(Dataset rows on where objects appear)
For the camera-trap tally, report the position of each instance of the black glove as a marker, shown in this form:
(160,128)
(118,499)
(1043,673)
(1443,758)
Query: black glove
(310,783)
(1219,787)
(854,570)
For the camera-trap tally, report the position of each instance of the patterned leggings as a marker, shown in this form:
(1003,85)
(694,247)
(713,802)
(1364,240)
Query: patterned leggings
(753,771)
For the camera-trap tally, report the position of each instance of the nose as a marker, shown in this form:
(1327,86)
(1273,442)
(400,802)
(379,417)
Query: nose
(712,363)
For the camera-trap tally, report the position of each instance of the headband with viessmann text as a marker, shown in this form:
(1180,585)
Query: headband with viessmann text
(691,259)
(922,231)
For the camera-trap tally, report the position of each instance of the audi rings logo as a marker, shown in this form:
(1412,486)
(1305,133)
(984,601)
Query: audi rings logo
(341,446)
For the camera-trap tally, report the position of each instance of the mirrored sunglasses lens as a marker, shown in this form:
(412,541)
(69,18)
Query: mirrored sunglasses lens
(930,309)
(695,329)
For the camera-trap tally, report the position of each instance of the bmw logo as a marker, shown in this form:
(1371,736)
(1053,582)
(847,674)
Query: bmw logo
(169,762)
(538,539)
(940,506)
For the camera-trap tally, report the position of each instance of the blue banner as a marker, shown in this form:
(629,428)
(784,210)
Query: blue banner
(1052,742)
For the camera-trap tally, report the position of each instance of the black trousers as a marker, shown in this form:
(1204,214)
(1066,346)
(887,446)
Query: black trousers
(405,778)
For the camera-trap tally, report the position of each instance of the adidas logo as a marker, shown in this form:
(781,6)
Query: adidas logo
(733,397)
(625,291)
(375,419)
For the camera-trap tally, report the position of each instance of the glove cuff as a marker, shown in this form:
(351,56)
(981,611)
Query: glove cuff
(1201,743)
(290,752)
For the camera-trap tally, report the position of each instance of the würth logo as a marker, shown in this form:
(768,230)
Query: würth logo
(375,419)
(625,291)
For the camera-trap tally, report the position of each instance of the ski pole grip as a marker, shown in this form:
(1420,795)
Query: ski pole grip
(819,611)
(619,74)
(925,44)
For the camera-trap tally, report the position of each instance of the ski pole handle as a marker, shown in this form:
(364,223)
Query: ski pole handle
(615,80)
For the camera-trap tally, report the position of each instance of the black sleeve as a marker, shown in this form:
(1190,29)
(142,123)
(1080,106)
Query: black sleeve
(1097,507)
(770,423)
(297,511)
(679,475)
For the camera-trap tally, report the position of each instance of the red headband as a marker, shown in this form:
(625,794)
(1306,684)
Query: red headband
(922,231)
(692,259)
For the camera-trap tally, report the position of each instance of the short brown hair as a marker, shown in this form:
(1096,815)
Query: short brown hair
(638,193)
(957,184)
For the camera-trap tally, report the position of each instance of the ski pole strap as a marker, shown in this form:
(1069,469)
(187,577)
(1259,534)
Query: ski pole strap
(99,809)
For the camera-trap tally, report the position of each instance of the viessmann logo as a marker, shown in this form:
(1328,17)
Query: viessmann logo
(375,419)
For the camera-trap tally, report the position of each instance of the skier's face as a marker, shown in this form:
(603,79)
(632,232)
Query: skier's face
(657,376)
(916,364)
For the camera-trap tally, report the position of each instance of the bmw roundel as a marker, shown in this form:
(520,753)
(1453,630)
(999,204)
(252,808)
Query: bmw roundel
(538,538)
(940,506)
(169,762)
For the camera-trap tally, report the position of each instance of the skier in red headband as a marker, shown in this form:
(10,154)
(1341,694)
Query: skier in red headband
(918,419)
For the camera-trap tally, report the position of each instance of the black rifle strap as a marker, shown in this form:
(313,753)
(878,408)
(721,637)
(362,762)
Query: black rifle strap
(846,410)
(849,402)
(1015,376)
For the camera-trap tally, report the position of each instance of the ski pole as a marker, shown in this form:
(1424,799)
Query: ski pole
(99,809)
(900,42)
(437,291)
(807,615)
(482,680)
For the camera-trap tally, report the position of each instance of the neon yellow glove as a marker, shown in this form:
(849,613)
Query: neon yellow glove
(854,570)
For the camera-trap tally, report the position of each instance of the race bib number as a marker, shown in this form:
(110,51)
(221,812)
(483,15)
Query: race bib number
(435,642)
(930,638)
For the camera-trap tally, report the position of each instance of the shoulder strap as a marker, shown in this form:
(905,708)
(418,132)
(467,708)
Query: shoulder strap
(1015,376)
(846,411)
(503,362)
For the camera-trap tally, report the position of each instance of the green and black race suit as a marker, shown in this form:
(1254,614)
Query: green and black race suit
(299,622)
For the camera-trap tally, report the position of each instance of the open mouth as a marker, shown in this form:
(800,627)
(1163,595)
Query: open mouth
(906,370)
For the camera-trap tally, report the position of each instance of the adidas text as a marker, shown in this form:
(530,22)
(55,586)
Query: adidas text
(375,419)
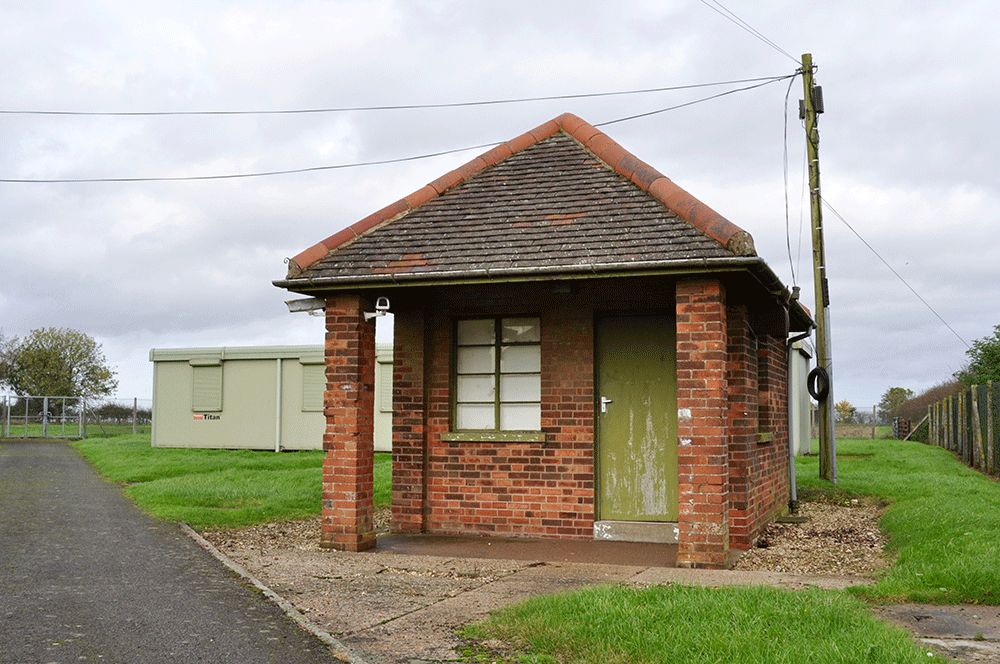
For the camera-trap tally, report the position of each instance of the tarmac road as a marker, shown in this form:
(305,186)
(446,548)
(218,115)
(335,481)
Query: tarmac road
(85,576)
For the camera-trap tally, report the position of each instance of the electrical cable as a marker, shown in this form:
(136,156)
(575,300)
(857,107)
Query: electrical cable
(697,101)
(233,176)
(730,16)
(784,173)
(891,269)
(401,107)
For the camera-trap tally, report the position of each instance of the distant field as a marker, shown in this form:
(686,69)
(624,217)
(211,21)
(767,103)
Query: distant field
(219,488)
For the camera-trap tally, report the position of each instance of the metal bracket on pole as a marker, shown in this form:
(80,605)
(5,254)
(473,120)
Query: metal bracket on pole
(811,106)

(The problem)
Retype the whole listing exactly and leave the pictures out.

(Final answer)
For the camera-trap tally, report the position of each instance of the black glove as a marker, shown in this form:
(160,128)
(118,499)
(1043,673)
(1443,758)
Query: black glove
(310,783)
(1219,787)
(854,570)
For the camera-trap tally, report the position of each instance of the patterned leggings as a marker, shown in this form:
(1003,85)
(694,247)
(713,802)
(1364,240)
Query: patterned leggings
(753,771)
For the camera-trap tally, report the position of each instance of the nose as a marker, shown in this form:
(1327,86)
(1273,442)
(400,802)
(379,417)
Query: nose
(712,363)
For the camera-trap tally, report the position of each instance of the headband with viessmann text as a marker, shown in this form:
(1180,585)
Query: headband with viessmann text
(691,259)
(922,231)
For the camera-trap tally, report the position of each instance of the audi rings logo as a marker, shown in this form:
(1412,486)
(1305,133)
(984,601)
Query: audi rings logo
(341,446)
For the camera-trap tally, report the position of each instance of the mirrored sunglasses lens as a marker, shown in this form:
(412,541)
(69,18)
Query: mirrored sunglasses lens
(930,309)
(695,329)
For the camera-trap tally, report the position of each instance of the bmw logo as a marker, shown in this form:
(1371,736)
(1053,582)
(847,674)
Query: bmw logo
(169,762)
(538,539)
(940,506)
For the camera-trap tally, report the position of each instance of the blue banner as a marker, shown in this form:
(629,428)
(784,210)
Query: blue banner
(1052,742)
For the camera-trap tally, report the position of each instance of the black trousers as a marker, shown in this form:
(1204,214)
(1066,346)
(887,446)
Query: black trousers
(405,778)
For the camera-trap tally, report the position of each instance of the adidas logo as a marker, shown in this form:
(781,6)
Query: adidas logo
(733,397)
(625,291)
(375,419)
For the camera-trap tally, report the position of each instance of the glove cuff as a marker, shown in this form:
(351,56)
(981,611)
Query: glove cuff
(1201,743)
(290,752)
For the camera-trap tally, report the position of each instance of the würth logo as a marker, shown in this form:
(768,230)
Query: würth logo
(375,419)
(625,291)
For the camera-trap tally, report the position of each instance of the ski pole grip as a marker, shown in this form:
(1420,795)
Query: ski pole grip
(819,611)
(619,74)
(925,44)
For the camera-trap tally, report the position of each instance of the ski pole handle as a marker, shown in this form:
(364,223)
Query: ski pole handle
(615,80)
For the camera-trap tally, report the position of each instance of the black sleeve as a marker, shown in this form:
(1190,29)
(142,123)
(1080,106)
Query: black sleeve
(1097,507)
(770,423)
(297,511)
(679,475)
For the camera-trap tally, report the position of each instance of the red headband as a marker, shown in this form:
(625,794)
(1306,684)
Query: red headband
(922,231)
(692,259)
For the camera-trap tally, report the position of each instance of the short brown hair as a marker, shown in this form:
(1096,815)
Query: short brown hair
(638,193)
(957,184)
For the camera-trap tally, report the position of each instance of the ski pole strap as a marker, shown in this form:
(1069,469)
(187,577)
(1259,534)
Query: ski pole strap
(99,809)
For the camera-trap tally, report the position of each instance of the viessmann logo as a marker, shown in this form:
(1328,17)
Query: viessmann logo
(375,419)
For the camera-trap tally, report the position of each instance of the skier's face as a marker, shown in this form:
(603,79)
(632,232)
Query: skier's face
(657,376)
(916,364)
For the camera-trap tally, report the position of each instance of the bmw roundel as a marker, shown in this form:
(520,753)
(1453,630)
(999,204)
(252,808)
Query: bmw roundel
(538,538)
(940,506)
(169,762)
For the camera-trap tally, report the position of each instance of the skier in red headband as a marker, shown in this form:
(10,154)
(1341,694)
Query: skier in red headband
(918,419)
For the camera-trap tally, report the position of each instance of the black rifle strap as a marker, shown in this form:
(313,753)
(878,408)
(721,637)
(362,762)
Query: black rifle strap
(846,410)
(849,402)
(1015,376)
For the camera-trap tally, report the position of each instance of the ski pole as a marker, shown in this form:
(1424,799)
Query: ski pole
(99,809)
(900,42)
(437,291)
(807,615)
(482,680)
For the camera-trap tally, report the position of each instance of the neon yellow glove as a marker, shown in this form:
(849,613)
Query: neon yellow glove
(854,570)
For the camera-trap tally, report the position of each instance of the race bib number as a marker, shown in this form:
(110,51)
(221,812)
(483,15)
Query: race bib number
(435,642)
(930,638)
For the camera-trap tally, report the position of each instance of the shoulder strap as a marker, shown in this form:
(905,708)
(418,132)
(467,708)
Query: shoulder strap
(1015,376)
(846,411)
(503,362)
For the camera-trap tally, report the position of each instance of the green and black race suit as a marker, shown in this form:
(1254,614)
Query: green and black race suit
(299,622)
For the camera-trap tally, report the position of each instance of the open mouth as a marker, shown in this form:
(800,627)
(1163,595)
Query: open mouth
(906,370)
For the camera-trap tally, report the position of each instance of the adidas text as a marker, shown in this form:
(530,22)
(55,586)
Query: adidas text
(375,419)
For the camera-trap tally, report the position of each instance of the tarmac road as a marker, shown in this form:
(305,186)
(446,548)
(218,115)
(335,481)
Query: tarmac road
(85,576)
For the camera-trap tally, report the position of each instance of the electrical cable as a marker, shown in this form:
(136,156)
(575,300)
(857,107)
Query: electrical cable
(697,101)
(233,176)
(730,16)
(784,173)
(891,269)
(401,107)
For the camera-trap tally, report the position of each instance of the distant field as a marker, shown in this form:
(686,69)
(624,217)
(211,21)
(767,103)
Query: distant field
(219,488)
For the camera-trap tally, report the position of each instance of the metal bracket on pole as a marker, shown in this form:
(80,605)
(5,254)
(473,120)
Query: metal bracket on pole
(811,106)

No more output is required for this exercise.